───── Extracted data ─────

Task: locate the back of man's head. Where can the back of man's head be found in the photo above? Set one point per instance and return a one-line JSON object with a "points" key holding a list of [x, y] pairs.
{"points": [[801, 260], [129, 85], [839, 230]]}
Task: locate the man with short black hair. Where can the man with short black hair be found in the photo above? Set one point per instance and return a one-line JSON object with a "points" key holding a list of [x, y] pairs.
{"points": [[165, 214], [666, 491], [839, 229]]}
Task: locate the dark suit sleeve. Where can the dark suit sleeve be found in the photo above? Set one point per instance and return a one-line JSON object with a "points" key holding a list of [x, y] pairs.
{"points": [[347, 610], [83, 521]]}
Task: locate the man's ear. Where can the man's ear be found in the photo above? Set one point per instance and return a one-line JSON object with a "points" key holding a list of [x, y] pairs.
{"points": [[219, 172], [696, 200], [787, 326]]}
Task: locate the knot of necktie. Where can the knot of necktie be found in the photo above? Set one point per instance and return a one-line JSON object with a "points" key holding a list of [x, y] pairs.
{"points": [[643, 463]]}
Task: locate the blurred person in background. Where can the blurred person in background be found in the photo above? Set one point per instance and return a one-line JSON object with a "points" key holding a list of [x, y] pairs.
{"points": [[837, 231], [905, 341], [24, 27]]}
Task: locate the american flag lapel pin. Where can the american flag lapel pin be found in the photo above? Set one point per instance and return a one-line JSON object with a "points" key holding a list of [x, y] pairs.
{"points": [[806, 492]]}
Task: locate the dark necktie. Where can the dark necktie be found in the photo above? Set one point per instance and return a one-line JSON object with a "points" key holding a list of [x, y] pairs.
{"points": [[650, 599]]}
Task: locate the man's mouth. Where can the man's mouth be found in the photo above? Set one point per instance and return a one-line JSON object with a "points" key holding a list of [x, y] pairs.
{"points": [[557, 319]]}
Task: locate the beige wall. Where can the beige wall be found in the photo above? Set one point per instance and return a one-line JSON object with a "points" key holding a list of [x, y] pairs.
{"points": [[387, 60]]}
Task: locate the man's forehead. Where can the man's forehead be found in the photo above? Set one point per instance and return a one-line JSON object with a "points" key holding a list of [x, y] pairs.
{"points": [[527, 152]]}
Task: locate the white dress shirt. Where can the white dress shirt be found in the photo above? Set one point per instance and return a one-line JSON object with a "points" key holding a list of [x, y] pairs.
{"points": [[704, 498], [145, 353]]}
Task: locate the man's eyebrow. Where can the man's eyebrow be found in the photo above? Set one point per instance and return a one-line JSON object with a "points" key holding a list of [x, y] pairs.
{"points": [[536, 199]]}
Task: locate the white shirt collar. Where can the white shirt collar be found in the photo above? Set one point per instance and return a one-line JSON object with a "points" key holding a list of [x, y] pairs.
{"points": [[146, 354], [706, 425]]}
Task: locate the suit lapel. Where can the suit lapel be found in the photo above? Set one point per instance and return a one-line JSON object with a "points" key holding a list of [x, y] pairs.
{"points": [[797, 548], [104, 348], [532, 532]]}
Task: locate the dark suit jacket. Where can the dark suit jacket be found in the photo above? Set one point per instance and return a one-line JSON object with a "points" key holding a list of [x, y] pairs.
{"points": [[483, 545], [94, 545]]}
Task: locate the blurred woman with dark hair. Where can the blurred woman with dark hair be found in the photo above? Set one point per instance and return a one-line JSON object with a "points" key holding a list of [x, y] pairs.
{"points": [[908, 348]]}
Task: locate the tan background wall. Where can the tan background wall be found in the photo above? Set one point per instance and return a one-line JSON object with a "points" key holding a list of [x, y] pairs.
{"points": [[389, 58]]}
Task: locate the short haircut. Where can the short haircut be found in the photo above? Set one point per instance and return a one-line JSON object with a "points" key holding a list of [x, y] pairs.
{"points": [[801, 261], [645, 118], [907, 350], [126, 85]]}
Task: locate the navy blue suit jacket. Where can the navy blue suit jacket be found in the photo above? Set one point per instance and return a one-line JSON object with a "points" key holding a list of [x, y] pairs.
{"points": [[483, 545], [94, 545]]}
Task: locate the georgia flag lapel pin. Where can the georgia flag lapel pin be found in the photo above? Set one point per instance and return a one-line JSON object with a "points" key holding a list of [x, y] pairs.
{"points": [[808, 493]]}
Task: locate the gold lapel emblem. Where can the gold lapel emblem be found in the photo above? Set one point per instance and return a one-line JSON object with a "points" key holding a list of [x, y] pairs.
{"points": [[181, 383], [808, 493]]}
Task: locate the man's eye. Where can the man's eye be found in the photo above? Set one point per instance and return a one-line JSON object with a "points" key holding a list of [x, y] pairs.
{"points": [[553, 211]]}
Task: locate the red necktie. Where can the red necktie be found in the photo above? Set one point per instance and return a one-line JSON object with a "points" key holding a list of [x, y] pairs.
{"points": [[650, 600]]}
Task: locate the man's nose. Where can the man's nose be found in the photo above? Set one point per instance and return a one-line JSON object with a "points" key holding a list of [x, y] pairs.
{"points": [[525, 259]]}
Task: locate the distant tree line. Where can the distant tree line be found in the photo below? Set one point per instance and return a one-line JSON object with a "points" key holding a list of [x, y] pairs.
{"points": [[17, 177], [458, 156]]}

─────

> [Your goal]:
Rewrite all of the material above as a numbered list, one line per item, leaving out blank lines.

> [Solution below]:
1. Task: locate the back of man's head. Where can the back of man's head be found in the photo above? Set one point per instance and return a one-line JSON object with a "points" key holding a list of [x, y] pairs.
2. {"points": [[801, 260], [129, 85], [839, 230]]}
3. Task: locate the man with short black hair. Where can the man with short black hair be found in the photo above? Set one point per instance and return a one-line JSON object with a "points" key holding a list of [x, y] pairs.
4. {"points": [[165, 214], [666, 491], [839, 229]]}
5. Task: locate the dark suit sleeve. Where can the dark suit sleeve be found in the photo above? Set one point per instance and return a one-line JSON object with a "points" key holding a list of [x, y] pairs.
6. {"points": [[347, 610], [83, 521]]}
7. Task: locate the man's ear. Where can the man's ear be found in the photo above? Set one point per instance and return a one-line JSON object with a "points" key holding a list of [x, y] pairs.
8. {"points": [[219, 172], [696, 200], [787, 326]]}
9. Task: locate the knot of necktie. Where can the knot of necktie be found in the photo above? Set one point per instance and return a one-line JSON object with a "points" key holding a list of [x, y] pairs.
10. {"points": [[643, 463]]}
11. Task: locate the blurred person in background. Where can the blurred person in background be found in the photo above? Set one point per instance and return a one-line JSON object with a "points" key holding a list of [x, y] pairs.
12. {"points": [[837, 231], [905, 341], [24, 27]]}
13. Task: locate the american flag lapel pin. Where can the american flag lapel pin be found in the photo above? Set one point per instance and return a one-line JSON object with a "points" key holding a list of [x, y] pairs.
14. {"points": [[806, 492]]}
15. Task: locate the dark necktie. Where can the dark necktie be found in the photo above? Set one point per instance and return a one-line JSON object with a "points" key holding a list of [x, y] pairs.
16. {"points": [[650, 599]]}
17. Task: locate the man's mouth. Where can the man's mouth be found in the photo above? Set one point per instance and return a one-line JSON object with a "points" key holding a list of [x, y] pairs.
18. {"points": [[557, 319]]}
19. Task: locate the beige wall. Where can the beige wall be found in the photo above? Set one point per instance and return a one-line JSON object with a "points" key holding a list of [x, y] pairs.
20. {"points": [[387, 60]]}
21. Task: locate the man's forehead. Where can the man's forehead be found in the photo above? Set one point per instance and return a one-line JSON object with a "points" key holding a list of [x, y] pairs.
22. {"points": [[527, 152]]}
23. Task: locate the white dress shirt. Where can the white dress shirt be found in the photo above? Set one point per instance and return a one-line JSON object with a "points" key holding a list of [x, y] pairs.
24. {"points": [[704, 498], [145, 353]]}
25. Task: locate the man's eyebrow. Where can the man's eyebrow be found in the photo above? Set one point per instance and return a one-line JSON object with a "points" key holding a list of [x, y] pairs.
26. {"points": [[536, 199]]}
27. Task: locate the white shirt collar. Where can the white shirt collar be found in the photo above? Set one point per instance and return a one-line JSON object with a "points" key holding a list of [x, y] pairs.
28. {"points": [[146, 354], [706, 425]]}
29. Task: locate the suit lapel. Where can the suit lapel be found in the photo above? Set one point per instance and return a one-line JSON object with a "points" key holding a list of [x, y] pairs.
30. {"points": [[797, 548], [104, 348], [532, 532]]}
31. Task: locate the dark suit jacket. Where can the dark suit jacket be found in the photo above? Set one point per instance and return a one-line JSON object with a "points" key holding a list of [x, y] pairs.
32. {"points": [[483, 545], [94, 545]]}
33. Task: locate the blurred woman with dark hair. Where can the blurred woman with dark hair be found in the photo above? Set one point per instance and return a one-line JSON object with a "points" key holding a list of [x, y] pairs.
34. {"points": [[908, 348]]}
35. Task: locate the tan background wall. Where can the tan background wall be found in the photo above? Set one point per instance and return a one-line JSON object with a "points" key holding a list of [x, y] pairs.
36. {"points": [[389, 58]]}
37. Task: locate the short haircut. Where can the short haircut be found in the photo above? Set one point per instance and return a one-line JSON object with a "points" key holding a list of [x, y] pairs.
38. {"points": [[801, 261], [645, 118], [907, 350], [126, 85]]}
39. Task: locate the navy blue suit jacket. Where can the navy blue suit jacket be found in the photo above? Set one point per instance and return a one-line JSON object with a "points" key holding a list of [x, y] pairs.
40. {"points": [[483, 545], [94, 545]]}
41. Task: locate the georgia flag lapel pin. Where can the georgia flag lapel pin be found in the photo above? Set one point per instance and return a one-line JSON object with a "points" key holding a list of [x, y] pairs.
42. {"points": [[808, 493]]}
43. Task: locate the gold lapel emblem. Where can the gold lapel emblem be found in the photo above? Set one point per instance and return a one-line JSON object with a "points" key holding a list of [x, y] pairs.
44. {"points": [[181, 383], [808, 493]]}
45. Task: locate the man's eye. Where can the man's eye be found in the photo above? Set one point per instance and return a one-line JSON object with a "points" key holding a list of [x, y] pairs.
46. {"points": [[553, 211]]}
47. Task: locate the red necktie. Where can the red necktie be found in the photo above? Set one point per instance and return a one-line JSON object with a "points" key holding a list of [x, y] pairs.
48. {"points": [[650, 600]]}
49. Task: locate the man's nose. Where can the man's nose be found in the photo above? Set one point per instance and return a one-line JSON object with a "points" key holding a list of [x, y] pairs.
50. {"points": [[525, 259]]}
51. Task: locate the distant tree line. Where can the distant tree line be found in the photo below? Set one point per instance and return a one-line JSON object with a "points" key holding a list of [x, y] pairs.
52. {"points": [[17, 177], [458, 156]]}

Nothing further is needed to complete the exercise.